▶ **DOKUMENT**:
++++++++++++++++++++
Analitycy przyznają, że umieszczanie takich miękkich czynników w ich raportach jest raczej niewykonalnym zadaniem. Swoje opinie bowiem muszą uzasadnić, a o to znacznie łatwiej w świecie liczb, wskaźników, fuzji i kontraktów. Tam, gdzie trzeba uwzględniać osobiste sympatie i antypatie prezesów, ich cechy charakteru, czasem nadające wyraźny rys zarządzanych przez nich przedsiębiorstwom, wkrada się niestety nieunikniony subiektywizm, bardziej odpowiedni być może w artykułach prasowych niż w rekomendacjach banku inwestycyjnego czy biura maklerskiego.

Analitycy muszą jednak patrzyć na ryzyko zagrażające ocenianym przez nich firmom. Jeśli dana firma w zbyt dużym stopniu polega na wiedzy, umiejętnościach, doświadczeniu czy kontaktach pojedynczego człowieka, to taka informacja - jako ostrzeżenie przed potencjalnym ryzykiem - powinna się znaleźć w raporcie audytorskim. Analitycy przyznają jednak, że tego rodzaju "miękkie informacje" prędzej znajdą miejsce w publikowanych materiałach w przypadku zagrożeń niż nowych szans czy możliwościach działania dla firm. Wiadomo skądinąd, że zjawisko budowania relacji z innymi uczestnikami rynku nie jest specyficzne ani dla Polski, ani dla samego rynku teleinformatycznego, bo jest zjawiskiem powszechnym - służy bowiem budowaniu przewagi konkurencyjnej firm.

Naszą lokalną specyfiką jest natomiast karuzela personalna prezesów i członków zarządów firm IT (także polskich oddziałów międzynarodowych koncernów), o czym mówił głośny artykuł Obieg zamknięty Antoniego Bielewicza i Krzysztofa Frydrychowicza opublikowany w Computerworld z 29 września 2003 r.
++++++++++++++++++++
▶ **WYODRĘBNIONY MATERIAŁ**:
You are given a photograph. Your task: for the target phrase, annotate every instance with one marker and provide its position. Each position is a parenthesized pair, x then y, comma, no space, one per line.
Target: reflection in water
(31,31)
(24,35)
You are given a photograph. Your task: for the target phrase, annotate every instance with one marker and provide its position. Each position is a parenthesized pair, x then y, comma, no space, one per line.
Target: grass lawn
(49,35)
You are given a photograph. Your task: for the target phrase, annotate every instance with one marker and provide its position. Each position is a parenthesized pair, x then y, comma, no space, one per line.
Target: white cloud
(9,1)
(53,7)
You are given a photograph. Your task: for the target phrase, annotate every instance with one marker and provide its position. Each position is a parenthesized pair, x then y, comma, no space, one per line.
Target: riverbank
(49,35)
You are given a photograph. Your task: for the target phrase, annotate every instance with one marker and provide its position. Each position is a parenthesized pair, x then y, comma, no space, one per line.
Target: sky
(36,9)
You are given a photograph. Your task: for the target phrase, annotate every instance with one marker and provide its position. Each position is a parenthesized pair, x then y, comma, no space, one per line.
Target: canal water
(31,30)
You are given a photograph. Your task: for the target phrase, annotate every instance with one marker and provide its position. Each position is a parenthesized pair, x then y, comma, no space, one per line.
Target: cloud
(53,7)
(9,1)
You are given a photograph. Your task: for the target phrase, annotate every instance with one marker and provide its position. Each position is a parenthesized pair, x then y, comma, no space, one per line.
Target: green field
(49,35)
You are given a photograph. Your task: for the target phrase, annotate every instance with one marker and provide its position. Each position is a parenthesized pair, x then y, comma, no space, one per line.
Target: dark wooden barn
++++++++++++++++++++
▶ **TREŚĆ POLECENIA A**: W którym wydaniu Computerworld, według dokumentu, opublikowano artykuł Obieg zamknięty?
▶ **TREŚĆ POLECENIA B**: Proszę ponownie przytoczyć z dokumentu całość od słów „Naszą lokalną specyfiką” w dół aż do słów „września 2003 r.”.
Pozycje nie mają żadnego związku z dokumentem.

▶ **POPRAWNY WYNIK A**: W wydaniu z 29 września 2003 r.

▶ **POPRAWNY WYNIK B**:
Naszą lokalną specyfiką jest natomiast karuzela personalna prezesów i członków zarządów firm IT (także polskich oddziałów międzynarodowych koncernów), o czym mówił głośny artykuł Obieg zamknięty Antoniego Bielewicza i Krzysztofa Frydrychowicza opublikowany w Computerworld z 29 września 2003 r.